Set exercise:
List, in full, every line in the records below that contains the word "hair". Treat uppercase and lowercase letters as distinct.

[begin Material for this task]

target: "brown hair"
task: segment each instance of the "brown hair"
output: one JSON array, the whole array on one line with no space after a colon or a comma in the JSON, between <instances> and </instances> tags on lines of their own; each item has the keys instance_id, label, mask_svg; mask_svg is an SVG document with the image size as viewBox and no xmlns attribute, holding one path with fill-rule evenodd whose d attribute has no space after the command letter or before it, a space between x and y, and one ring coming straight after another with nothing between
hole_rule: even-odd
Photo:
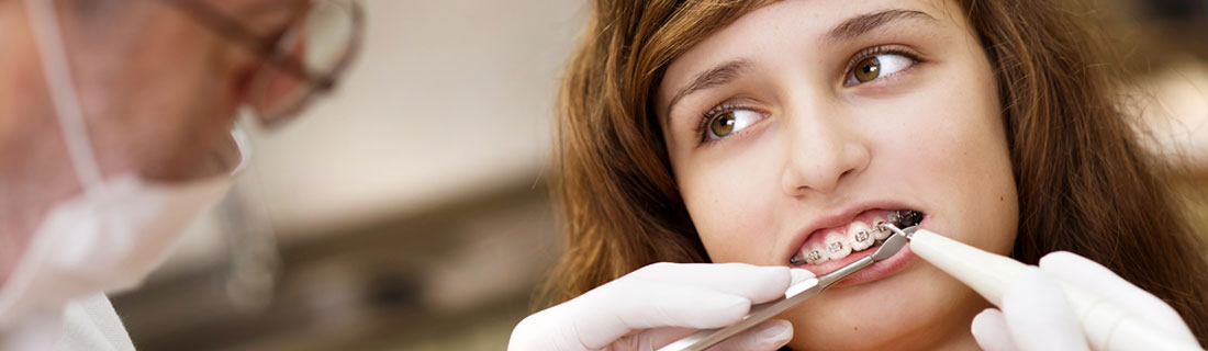
<instances>
[{"instance_id":1,"label":"brown hair","mask_svg":"<svg viewBox=\"0 0 1208 351\"><path fill-rule=\"evenodd\" d=\"M559 96L565 300L655 262L708 262L670 174L650 101L662 72L757 1L598 0ZM959 1L994 68L1018 183L1012 257L1065 250L1181 314L1208 340L1208 262L1117 109L1120 80L1081 18L1047 0ZM1079 233L1079 235L1069 235Z\"/></svg>"}]
</instances>

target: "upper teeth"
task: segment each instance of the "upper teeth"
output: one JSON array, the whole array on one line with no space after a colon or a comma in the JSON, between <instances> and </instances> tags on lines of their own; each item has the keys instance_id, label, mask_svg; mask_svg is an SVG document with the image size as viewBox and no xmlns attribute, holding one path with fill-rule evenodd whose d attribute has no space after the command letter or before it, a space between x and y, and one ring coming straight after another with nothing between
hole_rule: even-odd
<instances>
[{"instance_id":1,"label":"upper teeth","mask_svg":"<svg viewBox=\"0 0 1208 351\"><path fill-rule=\"evenodd\" d=\"M838 230L826 233L823 240L801 247L801 251L791 259L794 264L805 262L806 264L819 264L831 259L841 259L852 252L864 251L889 238L893 232L884 227L885 218L876 217L872 226L861 221L853 221L847 226L847 230L840 234Z\"/></svg>"}]
</instances>

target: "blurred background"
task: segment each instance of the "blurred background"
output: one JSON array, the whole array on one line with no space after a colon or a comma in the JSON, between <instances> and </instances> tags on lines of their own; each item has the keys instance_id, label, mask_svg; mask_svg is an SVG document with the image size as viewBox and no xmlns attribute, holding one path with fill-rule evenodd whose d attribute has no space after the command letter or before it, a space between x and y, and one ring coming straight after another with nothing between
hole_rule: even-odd
<instances>
[{"instance_id":1,"label":"blurred background","mask_svg":"<svg viewBox=\"0 0 1208 351\"><path fill-rule=\"evenodd\" d=\"M1208 1L1098 0L1208 223ZM368 0L341 89L272 134L137 291L141 350L503 350L562 250L546 169L580 0ZM1198 200L1197 200L1198 199Z\"/></svg>"}]
</instances>

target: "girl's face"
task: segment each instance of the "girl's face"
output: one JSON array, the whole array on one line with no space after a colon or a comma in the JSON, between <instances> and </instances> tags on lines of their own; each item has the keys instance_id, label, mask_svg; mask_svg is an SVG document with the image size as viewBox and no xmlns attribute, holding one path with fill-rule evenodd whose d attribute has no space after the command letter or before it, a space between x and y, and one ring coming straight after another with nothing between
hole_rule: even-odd
<instances>
[{"instance_id":1,"label":"girl's face","mask_svg":"<svg viewBox=\"0 0 1208 351\"><path fill-rule=\"evenodd\" d=\"M869 227L906 209L1009 253L1001 106L962 16L924 0L782 1L672 62L656 111L712 259L825 274L871 253ZM796 350L970 349L986 306L902 250L782 317Z\"/></svg>"}]
</instances>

[end Material for this task]

Exercise answer:
target: "brown hair"
task: segment each instance of the "brown hair"
[{"instance_id":1,"label":"brown hair","mask_svg":"<svg viewBox=\"0 0 1208 351\"><path fill-rule=\"evenodd\" d=\"M559 96L565 300L655 262L708 262L670 174L650 101L662 72L757 1L598 0ZM959 1L994 68L1018 183L1012 257L1065 250L1181 314L1208 340L1208 262L1117 109L1120 80L1081 18L1047 0ZM1079 233L1079 235L1069 235Z\"/></svg>"}]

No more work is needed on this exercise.